WHAT TO WORK ON: Go through the data and count each line that has the string "optional". Give that count alone.

DATA EXTRACT:
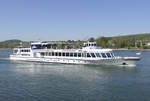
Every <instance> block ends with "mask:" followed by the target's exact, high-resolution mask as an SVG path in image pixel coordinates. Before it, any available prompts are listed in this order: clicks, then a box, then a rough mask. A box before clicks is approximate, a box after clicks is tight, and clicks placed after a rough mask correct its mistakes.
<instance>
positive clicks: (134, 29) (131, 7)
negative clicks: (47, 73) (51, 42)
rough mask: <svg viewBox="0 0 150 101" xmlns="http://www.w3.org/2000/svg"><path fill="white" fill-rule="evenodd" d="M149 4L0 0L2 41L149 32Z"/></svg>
mask: <svg viewBox="0 0 150 101" xmlns="http://www.w3.org/2000/svg"><path fill="white" fill-rule="evenodd" d="M149 5H150V0H0V41H4V40H9V39H20V40H23V41H36V40H42V41H51V40H52V41H58V40H85V39H87V38H90V37H95V38H98V37H101V36H106V37H109V36H117V35H128V34H138V33H149V32H150V6H149Z"/></svg>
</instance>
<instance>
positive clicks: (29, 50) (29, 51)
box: [21, 49, 30, 52]
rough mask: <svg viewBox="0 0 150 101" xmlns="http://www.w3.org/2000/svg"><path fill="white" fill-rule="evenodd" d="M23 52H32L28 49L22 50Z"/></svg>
mask: <svg viewBox="0 0 150 101" xmlns="http://www.w3.org/2000/svg"><path fill="white" fill-rule="evenodd" d="M21 52H30V50H28V49H27V50H21Z"/></svg>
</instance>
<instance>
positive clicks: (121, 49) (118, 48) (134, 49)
mask: <svg viewBox="0 0 150 101" xmlns="http://www.w3.org/2000/svg"><path fill="white" fill-rule="evenodd" d="M113 50H115V51H125V50H133V51H150V49H127V48H117V49H113Z"/></svg>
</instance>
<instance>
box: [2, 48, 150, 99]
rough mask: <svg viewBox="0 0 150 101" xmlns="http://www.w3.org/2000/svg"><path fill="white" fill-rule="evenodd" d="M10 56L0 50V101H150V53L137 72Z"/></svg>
mask: <svg viewBox="0 0 150 101" xmlns="http://www.w3.org/2000/svg"><path fill="white" fill-rule="evenodd" d="M10 53H11V51H10V50H0V101H150V52H148V51H145V52H142V54H141V56H140V57H141V58H142V59H141V60H140V61H139V62H138V63H137V67H134V68H131V67H128V68H127V67H126V68H125V67H114V66H95V65H68V64H47V63H37V62H21V61H10V60H9V59H8V56H9V54H10ZM135 53H136V51H116V52H115V54H119V55H124V56H135Z"/></svg>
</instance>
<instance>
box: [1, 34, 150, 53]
mask: <svg viewBox="0 0 150 101" xmlns="http://www.w3.org/2000/svg"><path fill="white" fill-rule="evenodd" d="M88 41H91V42H93V41H96V43H97V45H98V46H101V47H103V48H111V49H113V50H140V51H142V50H143V51H150V33H145V34H132V35H124V36H114V37H98V38H93V37H91V38H89V39H88ZM47 42H48V43H50V44H54V46H55V47H54V48H57V49H61V48H62V49H69V48H82V46H83V43H84V42H85V41H83V40H77V41H75V40H67V41H47ZM17 46H25V47H29V46H30V42H27V41H21V40H17V39H12V40H6V41H2V42H0V49H12V48H15V47H17Z"/></svg>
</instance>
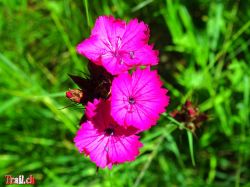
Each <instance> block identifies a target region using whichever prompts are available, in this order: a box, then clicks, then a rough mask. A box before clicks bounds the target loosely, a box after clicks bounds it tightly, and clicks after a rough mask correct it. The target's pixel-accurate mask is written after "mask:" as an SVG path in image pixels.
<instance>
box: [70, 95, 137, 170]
mask: <svg viewBox="0 0 250 187" xmlns="http://www.w3.org/2000/svg"><path fill="white" fill-rule="evenodd" d="M86 115H87V118H88V119H89V120H88V121H87V122H85V123H83V124H82V125H81V128H80V129H79V130H78V132H77V134H76V137H75V138H74V142H75V145H76V147H77V148H78V150H79V151H80V152H84V153H85V154H86V155H89V156H90V159H91V161H93V162H95V163H96V165H97V166H98V167H101V168H105V167H106V166H108V168H109V169H111V168H112V165H113V164H119V163H123V162H126V161H133V160H135V158H136V156H137V155H138V154H139V148H140V147H142V143H141V142H140V141H139V136H137V135H135V133H136V132H137V129H136V128H134V127H129V128H126V129H125V128H124V127H122V126H119V125H117V123H116V122H115V121H114V120H113V118H112V117H111V116H110V101H108V100H106V101H105V100H102V99H100V100H97V99H95V100H94V102H93V103H90V102H89V103H88V105H87V106H86Z"/></svg>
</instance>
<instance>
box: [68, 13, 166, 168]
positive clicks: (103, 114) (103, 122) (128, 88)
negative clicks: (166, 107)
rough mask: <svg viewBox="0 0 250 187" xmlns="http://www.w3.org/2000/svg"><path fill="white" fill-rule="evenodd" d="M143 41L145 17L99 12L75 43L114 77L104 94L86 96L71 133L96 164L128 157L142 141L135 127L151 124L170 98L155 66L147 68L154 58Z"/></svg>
mask: <svg viewBox="0 0 250 187" xmlns="http://www.w3.org/2000/svg"><path fill="white" fill-rule="evenodd" d="M148 41H149V28H148V26H147V25H146V24H145V23H143V22H139V21H138V20H137V19H133V20H131V21H130V22H128V23H126V22H125V21H123V20H120V19H115V18H114V17H112V16H100V17H99V18H98V19H97V20H96V22H95V26H94V28H93V29H92V32H91V36H90V37H89V38H87V39H85V40H84V41H83V42H82V43H80V44H79V45H78V46H77V52H78V53H80V54H81V55H83V56H85V57H86V58H88V59H89V60H90V63H94V64H96V65H98V66H102V67H103V68H105V69H106V71H107V72H108V73H110V74H111V75H112V77H113V78H112V83H111V87H110V90H109V95H108V97H107V98H96V99H94V100H93V101H89V102H87V104H86V110H85V117H86V119H87V120H86V121H85V122H83V123H82V124H81V127H80V129H79V130H78V132H77V134H76V137H75V139H74V142H75V145H76V147H77V148H78V150H79V151H80V152H81V153H85V154H86V155H89V156H90V159H91V161H93V162H95V163H96V165H97V167H101V168H105V167H106V166H107V167H108V168H109V169H111V168H112V165H114V164H119V163H123V162H127V161H133V160H134V159H135V158H136V156H138V154H139V149H140V148H141V147H142V146H143V145H142V143H141V142H140V141H139V136H138V133H140V132H142V131H145V130H148V129H149V128H150V127H151V126H153V125H156V123H157V120H158V119H159V117H160V114H161V113H163V112H164V111H165V108H166V107H167V105H168V103H169V97H168V96H167V90H166V89H164V88H163V83H162V81H161V80H160V77H159V75H158V73H157V71H156V70H150V66H152V65H156V64H158V61H159V59H158V51H156V50H154V49H153V45H149V44H148ZM69 96H70V94H69V93H67V97H69Z"/></svg>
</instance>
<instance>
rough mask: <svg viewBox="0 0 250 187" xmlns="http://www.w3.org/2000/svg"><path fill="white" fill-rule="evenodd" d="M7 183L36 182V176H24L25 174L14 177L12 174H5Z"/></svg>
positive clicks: (25, 182)
mask: <svg viewBox="0 0 250 187" xmlns="http://www.w3.org/2000/svg"><path fill="white" fill-rule="evenodd" d="M5 179H6V181H5V184H35V183H36V181H35V178H34V177H33V176H32V175H30V176H29V177H27V178H24V176H23V175H19V176H17V177H13V176H12V175H5Z"/></svg>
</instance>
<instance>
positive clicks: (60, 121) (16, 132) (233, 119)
mask: <svg viewBox="0 0 250 187" xmlns="http://www.w3.org/2000/svg"><path fill="white" fill-rule="evenodd" d="M103 14H112V15H114V16H115V17H117V18H118V17H119V18H122V19H125V20H129V19H131V18H134V17H138V18H139V19H140V20H143V21H144V22H146V23H148V24H149V26H150V29H151V42H152V43H154V44H155V48H157V49H159V50H160V64H159V68H158V69H159V72H160V74H161V76H162V79H163V81H164V84H165V86H166V87H167V88H168V89H169V94H170V96H171V103H170V106H169V108H168V110H167V112H171V111H172V110H173V109H176V108H177V109H180V108H181V105H182V104H183V103H184V102H185V101H186V100H187V99H191V100H192V101H193V102H194V103H195V104H196V105H198V106H199V108H200V110H201V111H203V112H206V113H207V114H208V116H209V120H208V121H207V122H206V123H204V124H203V125H202V127H201V128H200V129H197V131H196V132H195V134H193V135H192V134H187V131H186V130H185V129H183V128H180V126H179V125H178V123H175V122H174V121H171V120H170V119H169V118H168V117H167V114H164V115H162V117H161V120H160V121H159V122H158V125H157V126H155V127H153V128H151V129H150V131H148V132H145V133H143V134H142V142H143V144H144V147H143V148H142V149H141V155H140V156H139V157H138V158H137V159H136V161H135V162H132V163H125V164H123V165H119V166H115V167H114V168H113V169H112V170H111V171H109V170H108V169H105V170H99V172H98V173H96V167H95V165H94V164H93V163H91V162H90V161H89V159H88V158H86V157H84V156H83V155H80V154H79V153H78V152H77V150H76V148H75V146H74V144H73V137H74V135H75V132H76V130H77V129H78V127H79V126H78V124H79V119H80V118H81V115H82V109H79V108H77V107H75V108H74V107H73V108H70V107H69V108H65V109H62V108H64V107H65V106H68V105H70V104H71V103H70V101H68V100H67V99H66V98H65V97H64V91H66V90H68V89H69V88H73V87H75V86H74V85H73V83H72V81H71V80H70V79H69V78H68V75H67V73H74V74H81V71H83V72H86V71H87V70H86V63H87V60H86V59H85V58H84V57H82V56H80V55H77V54H76V51H75V46H76V45H77V44H78V43H79V42H80V41H82V40H83V39H84V38H86V37H88V36H89V34H90V28H91V27H92V26H93V23H94V21H95V19H96V18H97V17H98V16H99V15H103ZM249 18H250V13H249V11H248V2H247V1H235V2H231V1H230V2H229V1H212V2H210V1H201V0H196V1H174V0H166V1H164V0H160V1H150V0H146V1H142V0H136V1H125V0H124V1H122V0H110V1H97V0H94V1H88V0H79V1H70V0H64V1H50V0H44V1H33V0H22V1H19V0H1V1H0V43H1V44H0V103H1V104H0V119H1V124H2V125H1V128H0V140H1V148H0V177H1V179H2V181H3V182H2V184H3V183H4V175H6V174H11V175H14V176H15V175H19V174H24V175H29V174H32V175H34V176H35V178H36V179H37V183H38V186H60V187H61V186H249V185H250V183H249V181H250V177H249V176H250V175H249V173H250V170H249V167H248V165H249V163H250V151H249V145H250V138H249V135H250V134H249V133H250V127H249V125H250V124H249V108H250V101H249V98H250V86H249V85H250V71H249V62H250V53H249V44H250V41H249V35H250V29H249V28H250V21H249ZM191 135H192V136H191Z"/></svg>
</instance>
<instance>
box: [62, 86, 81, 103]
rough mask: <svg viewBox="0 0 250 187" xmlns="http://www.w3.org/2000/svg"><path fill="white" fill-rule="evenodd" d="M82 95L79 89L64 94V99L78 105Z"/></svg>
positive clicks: (70, 91) (69, 91) (79, 89)
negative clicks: (64, 96)
mask: <svg viewBox="0 0 250 187" xmlns="http://www.w3.org/2000/svg"><path fill="white" fill-rule="evenodd" d="M83 96H84V94H83V91H82V90H80V89H72V90H69V91H67V92H66V97H67V98H69V99H70V100H71V101H73V102H75V103H80V102H81V100H82V98H83Z"/></svg>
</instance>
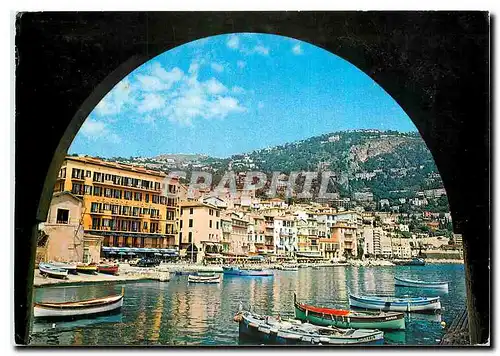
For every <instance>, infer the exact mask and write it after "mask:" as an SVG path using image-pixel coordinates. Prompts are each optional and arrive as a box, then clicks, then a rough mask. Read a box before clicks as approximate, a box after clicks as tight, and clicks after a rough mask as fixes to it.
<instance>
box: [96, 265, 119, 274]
mask: <svg viewBox="0 0 500 356" xmlns="http://www.w3.org/2000/svg"><path fill="white" fill-rule="evenodd" d="M97 270H98V271H99V273H106V274H118V265H99V266H98V267H97Z"/></svg>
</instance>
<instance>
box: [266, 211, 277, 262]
mask: <svg viewBox="0 0 500 356" xmlns="http://www.w3.org/2000/svg"><path fill="white" fill-rule="evenodd" d="M264 225H265V232H264V238H265V244H266V254H268V255H273V254H275V252H276V250H275V247H274V246H275V241H274V216H273V215H264Z"/></svg>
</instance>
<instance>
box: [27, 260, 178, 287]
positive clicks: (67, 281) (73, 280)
mask: <svg viewBox="0 0 500 356" xmlns="http://www.w3.org/2000/svg"><path fill="white" fill-rule="evenodd" d="M169 280H170V274H169V273H168V272H167V271H162V270H154V269H151V268H141V267H130V266H129V265H120V273H119V274H118V275H109V274H102V273H99V274H94V275H92V274H82V273H80V274H77V275H72V274H68V279H57V278H50V277H44V276H42V275H41V274H40V271H38V270H35V276H34V281H33V285H34V287H35V288H41V287H49V286H50V287H54V286H70V285H82V284H113V283H132V282H139V281H162V282H167V281H169Z"/></svg>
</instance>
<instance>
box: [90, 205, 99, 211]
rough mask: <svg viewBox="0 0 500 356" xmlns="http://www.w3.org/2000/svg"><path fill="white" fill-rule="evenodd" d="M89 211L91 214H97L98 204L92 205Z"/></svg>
mask: <svg viewBox="0 0 500 356" xmlns="http://www.w3.org/2000/svg"><path fill="white" fill-rule="evenodd" d="M90 211H91V212H92V213H97V212H98V211H99V203H92V204H91V205H90Z"/></svg>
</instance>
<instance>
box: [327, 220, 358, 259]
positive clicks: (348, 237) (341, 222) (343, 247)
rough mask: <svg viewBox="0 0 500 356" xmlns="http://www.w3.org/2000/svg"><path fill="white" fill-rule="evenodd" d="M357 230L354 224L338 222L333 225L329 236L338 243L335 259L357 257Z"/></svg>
mask: <svg viewBox="0 0 500 356" xmlns="http://www.w3.org/2000/svg"><path fill="white" fill-rule="evenodd" d="M357 230H358V228H357V226H356V225H355V224H354V223H347V222H338V223H337V224H335V225H333V227H332V232H331V236H332V238H333V239H334V240H335V241H336V242H338V243H339V251H337V255H336V256H335V257H336V258H342V257H347V256H349V257H356V256H357Z"/></svg>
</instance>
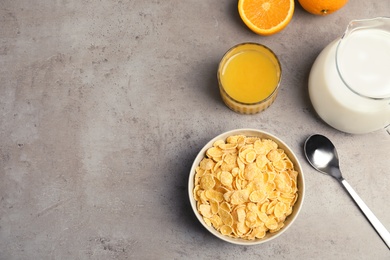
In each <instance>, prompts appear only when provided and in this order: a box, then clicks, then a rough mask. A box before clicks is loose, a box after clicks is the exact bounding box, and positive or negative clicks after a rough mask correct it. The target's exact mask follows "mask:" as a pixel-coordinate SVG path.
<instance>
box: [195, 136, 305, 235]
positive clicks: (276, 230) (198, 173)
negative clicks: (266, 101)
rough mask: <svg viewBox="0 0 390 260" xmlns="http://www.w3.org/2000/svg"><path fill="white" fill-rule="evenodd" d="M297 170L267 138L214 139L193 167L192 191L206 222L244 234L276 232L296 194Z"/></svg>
mask: <svg viewBox="0 0 390 260" xmlns="http://www.w3.org/2000/svg"><path fill="white" fill-rule="evenodd" d="M297 176H298V172H297V171H295V170H294V165H293V163H292V162H291V160H290V159H289V158H288V157H287V155H286V154H285V152H284V150H282V149H279V148H278V145H277V144H276V143H275V142H274V141H272V140H269V139H261V138H258V137H246V136H243V135H235V136H229V137H228V138H227V139H226V142H225V141H223V140H219V141H216V142H215V143H214V144H213V147H211V148H209V149H208V150H207V152H206V157H205V158H203V159H202V161H201V162H200V164H199V166H198V167H197V168H196V173H195V185H194V191H193V192H194V197H195V200H196V201H197V209H198V211H199V213H200V214H201V215H202V217H203V219H204V221H205V223H206V224H207V225H208V226H213V227H214V228H215V229H216V230H218V231H219V232H220V233H221V234H223V235H226V236H230V237H235V238H243V239H247V240H253V239H260V238H263V237H264V236H265V235H266V233H267V232H271V233H273V232H276V231H278V230H280V229H281V228H282V227H283V226H284V221H285V219H286V217H287V216H288V215H290V214H291V213H292V208H293V205H294V204H295V202H296V200H297V198H298V193H297V191H298V189H297Z"/></svg>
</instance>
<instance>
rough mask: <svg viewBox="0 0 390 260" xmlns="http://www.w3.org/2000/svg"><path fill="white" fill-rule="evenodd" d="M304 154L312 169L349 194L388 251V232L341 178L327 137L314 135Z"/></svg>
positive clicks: (307, 140)
mask: <svg viewBox="0 0 390 260" xmlns="http://www.w3.org/2000/svg"><path fill="white" fill-rule="evenodd" d="M304 152H305V156H306V158H307V160H308V161H309V163H310V164H311V165H312V166H313V168H314V169H316V170H317V171H319V172H321V173H324V174H328V175H330V176H332V177H334V178H335V179H336V180H338V181H339V182H340V183H341V184H342V185H343V186H344V188H345V190H346V191H347V192H348V193H349V195H350V196H351V198H352V199H353V200H354V201H355V203H356V205H357V206H358V207H359V208H360V210H361V211H362V213H363V214H364V215H365V216H366V218H367V219H368V221H369V222H370V224H371V225H372V226H373V228H374V229H375V230H376V232H377V233H378V235H379V236H380V237H381V238H382V240H383V242H384V243H385V244H386V245H387V247H388V248H389V249H390V233H389V231H387V229H386V228H385V226H383V225H382V223H381V222H380V221H379V220H378V218H377V217H376V216H375V215H374V213H372V211H371V210H370V209H369V208H368V206H367V205H366V204H365V203H364V202H363V200H362V199H361V198H360V197H359V195H358V194H357V193H356V192H355V190H354V189H353V188H352V186H351V185H349V183H348V182H347V181H346V180H345V179H344V178H343V176H342V174H341V171H340V166H339V158H338V155H337V151H336V147H335V146H334V145H333V143H332V142H331V141H330V140H329V139H328V138H327V137H325V136H323V135H319V134H315V135H312V136H310V137H309V138H308V139H307V140H306V142H305V144H304Z"/></svg>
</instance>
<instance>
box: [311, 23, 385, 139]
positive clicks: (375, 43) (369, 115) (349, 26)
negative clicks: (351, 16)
mask: <svg viewBox="0 0 390 260" xmlns="http://www.w3.org/2000/svg"><path fill="white" fill-rule="evenodd" d="M309 96H310V100H311V102H312V104H313V107H314V109H315V110H316V112H317V114H318V115H319V116H320V117H321V118H322V119H323V120H324V121H325V122H326V123H327V124H329V125H330V126H332V127H334V128H335V129H338V130H340V131H343V132H346V133H352V134H363V133H369V132H372V131H375V130H379V129H382V128H385V127H386V126H388V125H389V124H390V18H385V17H378V18H374V19H366V20H354V21H351V22H350V24H349V25H348V27H347V30H346V31H345V33H344V35H343V36H342V37H341V38H340V39H337V40H335V41H333V42H331V43H330V44H329V45H328V46H327V47H325V49H324V50H323V51H322V52H321V53H320V54H319V56H318V57H317V59H316V61H315V62H314V64H313V66H312V69H311V71H310V76H309Z"/></svg>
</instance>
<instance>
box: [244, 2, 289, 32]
mask: <svg viewBox="0 0 390 260" xmlns="http://www.w3.org/2000/svg"><path fill="white" fill-rule="evenodd" d="M294 8H295V5H294V0H239V1H238V12H239V14H240V17H241V19H242V21H243V22H244V23H245V24H246V26H248V27H249V29H251V30H252V31H253V32H255V33H257V34H260V35H271V34H274V33H277V32H280V31H281V30H283V29H284V28H285V27H286V26H287V24H288V23H289V22H290V21H291V18H292V16H293V14H294Z"/></svg>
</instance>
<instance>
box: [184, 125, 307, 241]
mask: <svg viewBox="0 0 390 260" xmlns="http://www.w3.org/2000/svg"><path fill="white" fill-rule="evenodd" d="M232 135H245V136H256V137H260V138H267V139H271V140H273V141H275V142H276V143H277V144H278V146H279V148H281V149H283V150H284V151H285V153H286V154H287V156H288V157H289V158H290V160H291V161H292V162H293V164H294V167H295V170H296V171H297V172H298V183H297V187H298V200H297V201H296V203H295V205H294V206H293V212H292V213H291V215H289V216H288V217H287V218H286V220H285V222H284V227H283V228H282V229H281V230H279V231H277V232H275V233H270V232H267V234H266V236H265V237H264V238H262V239H256V240H246V239H241V238H232V237H228V236H225V235H222V234H221V233H220V232H219V231H217V230H216V229H214V227H212V226H211V227H210V226H208V225H207V224H206V223H205V222H204V220H203V217H202V216H201V215H200V213H199V212H198V210H197V207H196V203H197V202H196V201H195V199H194V195H193V190H194V177H195V169H196V167H197V166H199V163H200V161H201V160H202V159H203V158H204V156H205V154H206V150H207V149H208V148H210V147H212V145H213V143H214V142H215V141H217V140H226V138H227V137H229V136H232ZM188 193H189V198H190V203H191V207H192V209H193V211H194V213H195V215H196V217H197V218H198V220H199V221H200V223H201V224H202V225H203V226H204V227H205V228H206V229H207V230H208V231H209V232H210V233H211V234H213V235H214V236H216V237H218V238H220V239H222V240H224V241H226V242H229V243H232V244H237V245H245V246H248V245H257V244H261V243H265V242H268V241H270V240H272V239H274V238H276V237H278V236H280V235H282V234H283V233H284V232H286V231H287V230H288V229H289V227H291V225H292V224H293V222H294V221H295V219H296V218H297V216H298V214H299V212H300V210H301V208H302V203H303V199H304V194H305V181H304V176H303V172H302V167H301V165H300V163H299V161H298V159H297V157H296V156H295V154H294V152H293V151H292V150H291V148H290V147H288V146H287V144H285V143H284V142H283V141H282V140H280V139H279V138H277V137H276V136H274V135H272V134H269V133H267V132H264V131H260V130H256V129H236V130H231V131H228V132H225V133H222V134H220V135H218V136H216V137H215V138H213V139H212V140H210V141H209V142H208V143H207V144H206V145H205V146H204V147H203V148H202V150H201V151H200V152H199V154H198V155H197V156H196V158H195V161H194V163H193V164H192V167H191V171H190V176H189V180H188Z"/></svg>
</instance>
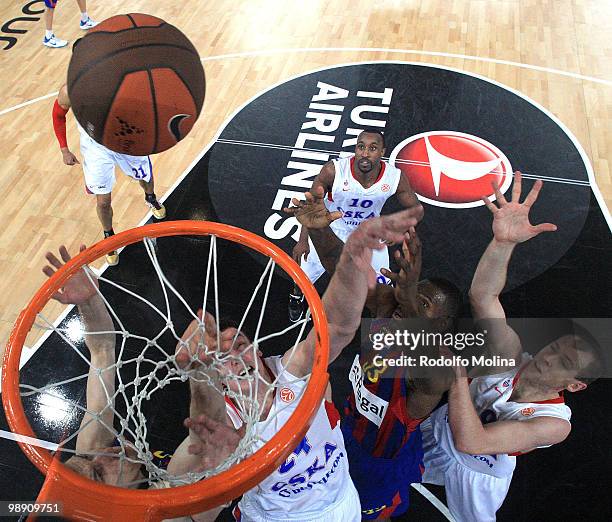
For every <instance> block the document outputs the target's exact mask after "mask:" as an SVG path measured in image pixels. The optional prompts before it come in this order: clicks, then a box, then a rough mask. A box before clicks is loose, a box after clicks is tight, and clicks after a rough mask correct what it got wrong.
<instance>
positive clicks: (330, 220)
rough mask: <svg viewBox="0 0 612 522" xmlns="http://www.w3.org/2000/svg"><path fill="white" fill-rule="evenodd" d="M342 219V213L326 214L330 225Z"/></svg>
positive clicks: (339, 212)
mask: <svg viewBox="0 0 612 522" xmlns="http://www.w3.org/2000/svg"><path fill="white" fill-rule="evenodd" d="M341 217H342V212H340V211H339V210H336V211H334V212H330V213H329V214H327V220H328V221H329V222H330V223H331V222H332V221H336V219H340V218H341Z"/></svg>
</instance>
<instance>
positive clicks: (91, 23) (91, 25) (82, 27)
mask: <svg viewBox="0 0 612 522" xmlns="http://www.w3.org/2000/svg"><path fill="white" fill-rule="evenodd" d="M96 25H98V22H96V21H94V20H92V19H91V18H89V16H88V17H87V20H85V21H83V20H81V22H80V23H79V27H80V28H81V29H83V31H87V29H91V28H92V27H95V26H96Z"/></svg>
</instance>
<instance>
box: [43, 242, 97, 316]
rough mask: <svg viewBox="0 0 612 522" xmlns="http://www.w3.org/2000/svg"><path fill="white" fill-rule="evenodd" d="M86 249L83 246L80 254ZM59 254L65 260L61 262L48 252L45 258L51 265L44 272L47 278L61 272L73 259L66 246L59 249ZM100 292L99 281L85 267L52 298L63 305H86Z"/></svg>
mask: <svg viewBox="0 0 612 522" xmlns="http://www.w3.org/2000/svg"><path fill="white" fill-rule="evenodd" d="M85 249H86V246H85V245H81V246H80V248H79V252H83V250H85ZM59 254H60V256H61V258H62V260H63V262H62V261H60V260H59V259H58V258H57V256H56V255H55V254H53V253H52V252H47V253H46V255H45V257H46V258H47V261H48V262H49V265H51V266H49V265H46V266H44V267H43V269H42V271H43V272H44V274H45V275H46V276H47V277H51V276H53V274H55V271H56V270H59V269H60V268H61V267H62V266H64V264H65V263H67V262H68V261H70V260H71V259H72V258H71V256H70V254H69V253H68V250H66V247H65V246H64V245H62V246H60V247H59ZM86 270H87V271H88V273H89V274H90V276H91V279H90V278H89V277H88V276H87V274H86V273H85V271H86ZM97 291H98V280H97V279H96V276H95V275H94V274H93V272H91V270H89V268H88V267H84V268H82V269H81V270H79V271H78V272H76V273H75V274H74V275H73V276H72V277H70V279H68V281H66V282H65V283H64V286H63V287H62V288H61V289H60V290H59V291H57V292H55V293H54V294H53V295H52V296H51V297H52V298H53V299H55V300H56V301H59V302H60V303H62V304H76V305H80V304H85V303H86V302H87V301H89V300H90V299H91V298H92V297H93V296H94V295H96V293H97Z"/></svg>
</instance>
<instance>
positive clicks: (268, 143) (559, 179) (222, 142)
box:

YOUR RESPONSE: 2